Item 8 of the Statement is hereby amended and supplemented by amending and restating the
fourth paragraph under Additional Information Certain Litigation as follows:
On July 11, 2014, plaintiffs
in the
Boudreaux
,
Stein
,
Rosenfeld
and
Scott
cases filed motions to expedite discovery and shorten the time to respond to the motions. On July 16, 2014, all five class action complaints described above (i.e. the
Boudreaux
,
Stein
,
Rosenfeld
,
Scott
and
Publishers
cases) were consolidated by order of the Circuit Court into a single action under the caption
Scott v. MICROS Systems, Inc. et al. Consolidated Case.
No. 13C14099672
. Also, on July 16, 2014, plaintiff in the
Boudreaux
case filed a motion for a temporary restraining order (TRO) to prevent proceeding with the Offer and a motion to shorten the time to respond to the
TRO. On July 21, 2014, the defendants in the actions filed their oppositions to the motions to expedite and the motion for a TRO.

▶ _Given material_:

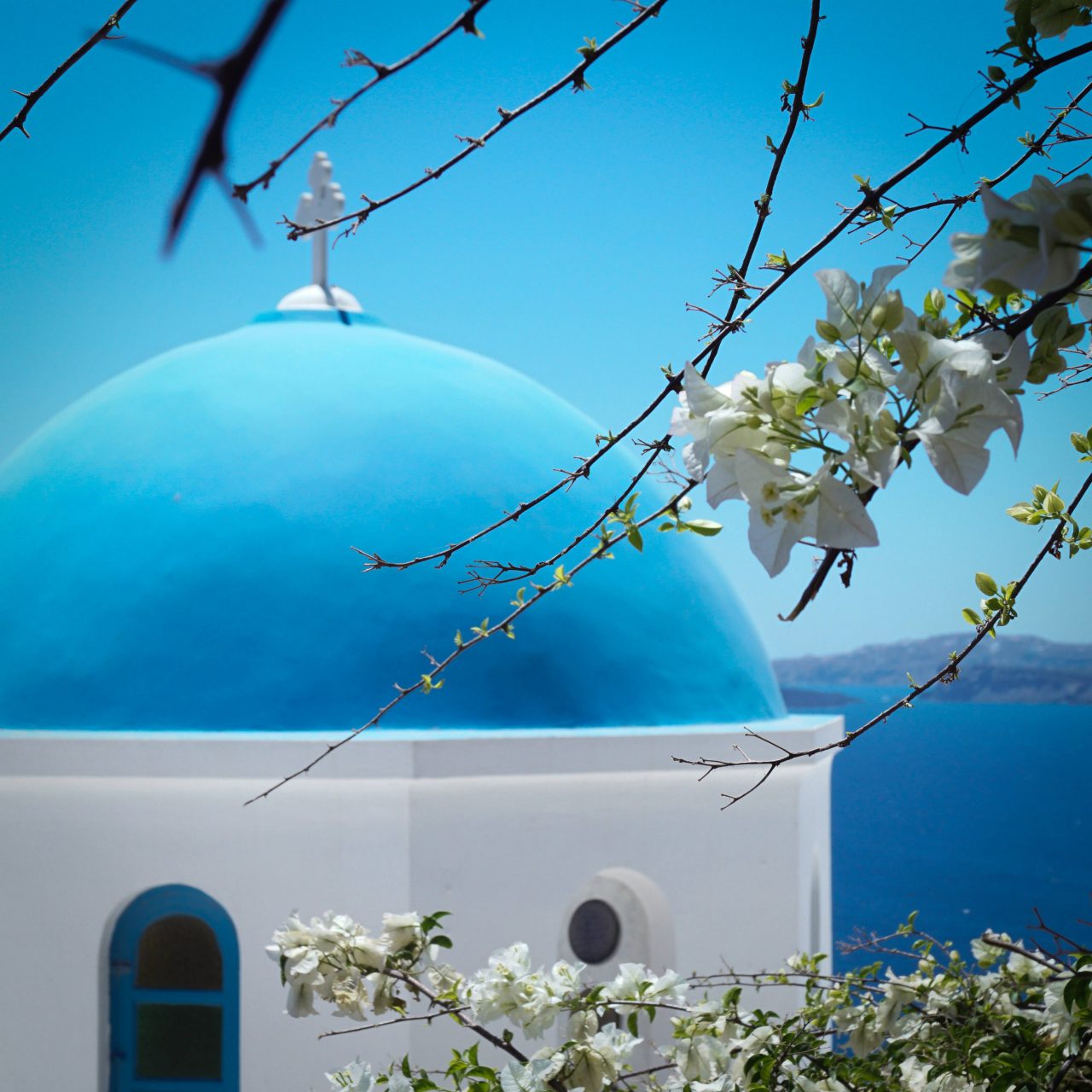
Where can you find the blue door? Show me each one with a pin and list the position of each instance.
(174, 995)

▶ _Directions_:
• 1. According to the litigation text, on what date were the five class action complaints consolidated into a single action?
• 2. Proceed with the litigation text, continuing from its last sentence.
The listing isn't needed for anything here.

▶ _Answers to the exercises_:
• 1. July 16, 2014.

• 2.
On
July 22, 2014, the Circuit Court held a hearing on the four plaintiffs motions for expedited discovery and one plaintiffs motion for TRO. The Circuit Court denied the plaintiffs motion for expedited discovery and continued the
motion for TRO until a hearing scheduled for July 31, 2014 to address both the TRO and a preliminary injunction. The plaintiffs did not move for a preliminary injunction and on July 25, 2014 withdrew their request for a TRO and requested
that the scheduled July 31, 2014 hearing be cancelled.
Item 8 of the Statement is hereby amended and supplemented by inserting
the following section immediately before the section titled Forward-Looking Statements:
Extension of Offer Period
On July 29, 2014, Oracle extended the Offer until 12:00 midnight, New York City time, at the end of August 15, 2014, unless further
extended. The Offer had previously been scheduled to expire at 12:00 midnight, New York City time, at the end of July 31, 2014. American Stock Transfer & Trust Company LLC, the depositary for the Offer, has indicated that as of 12:00
midnight, New York City time, at the end of July 28, 2014, approximately 74,902,285 Shares were issued and outstanding, and 1,896,113 Shares have been tendered into and not properly withdrawn from the Offer. The press release issued by Oracle
announcing the foregoing is filed as Exhibit (a)(5)(K) to the Schedule TO and is incorporated herein by reference.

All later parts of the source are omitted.